Photo-based referring expression data
· · · · ·

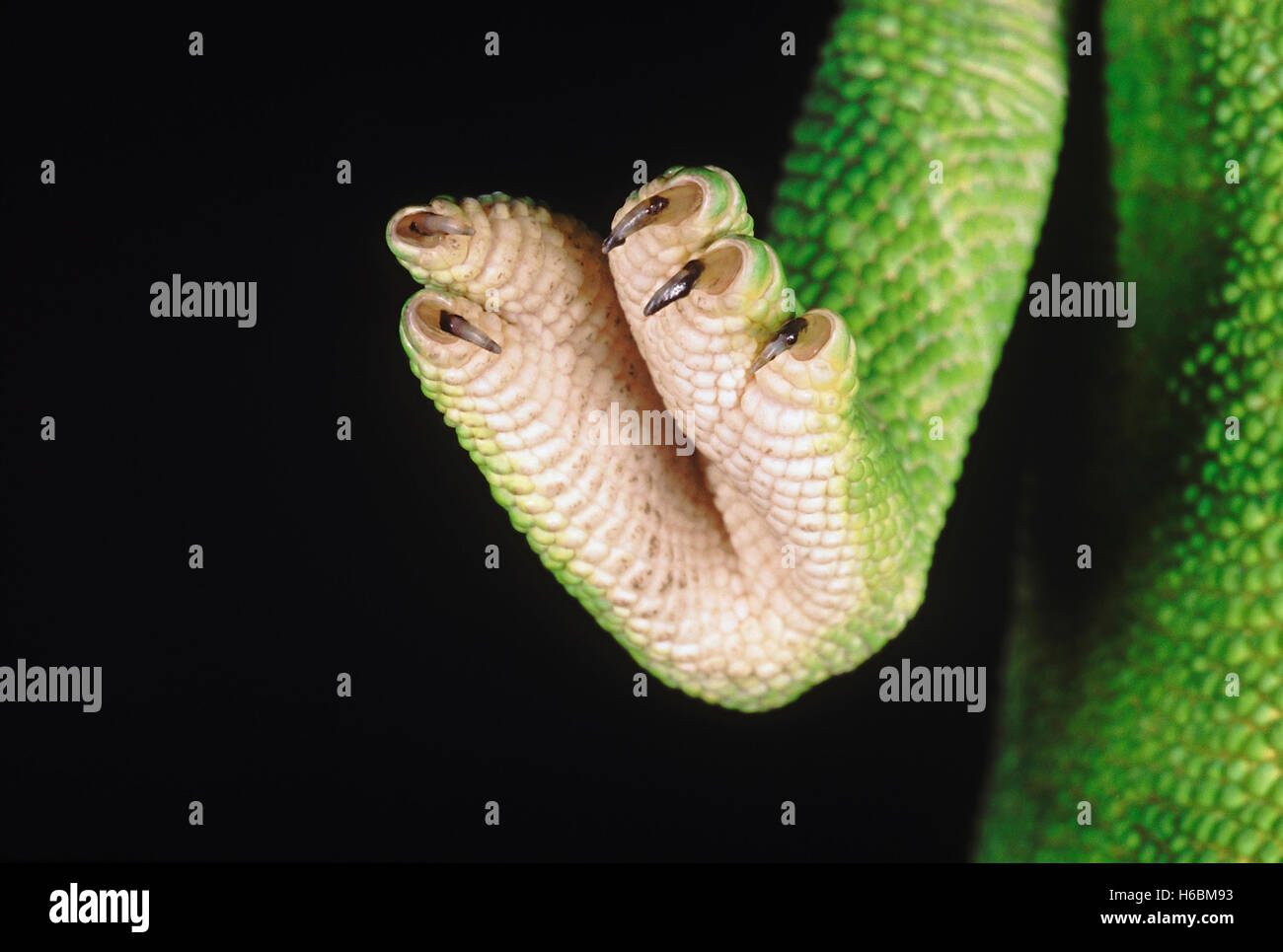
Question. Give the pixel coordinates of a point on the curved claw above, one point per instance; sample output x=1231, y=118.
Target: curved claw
x=460, y=328
x=675, y=287
x=783, y=338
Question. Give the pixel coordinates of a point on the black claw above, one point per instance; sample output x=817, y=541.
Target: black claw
x=636, y=220
x=675, y=287
x=781, y=341
x=460, y=328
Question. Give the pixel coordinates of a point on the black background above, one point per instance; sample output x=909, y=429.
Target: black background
x=367, y=557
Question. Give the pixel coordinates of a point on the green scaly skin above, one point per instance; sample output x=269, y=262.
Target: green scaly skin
x=1121, y=702
x=907, y=217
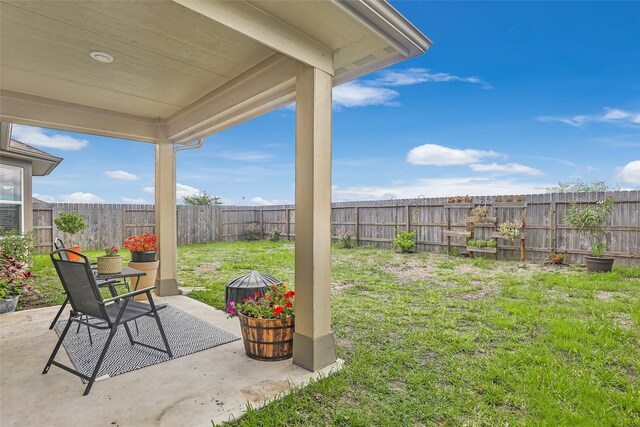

· · · · ·

WORK TO BE COMPLETED: Output each entry exactly. Skip the pictures.

REPLY TO THE EXERCISE:
Question. Give the pixel coordinates of a point on the curved claw above, one point per instance; sample output x=1231, y=118.
Target: curved claw
x=460, y=328
x=675, y=287
x=783, y=338
Question. Give the pixel coordinates of a point on the black claw above, one point per instance; sample output x=817, y=541.
Target: black claw
x=636, y=220
x=675, y=287
x=781, y=341
x=460, y=328
Question. Give the pixel coordinates of a point on the black background above, one point per instance; sample output x=909, y=429.
Target: black background
x=367, y=557
Question. Give the pixel coordinates of a point on the green scaly skin above, one point per instance; sample output x=269, y=262.
Target: green scaly skin
x=1121, y=702
x=907, y=217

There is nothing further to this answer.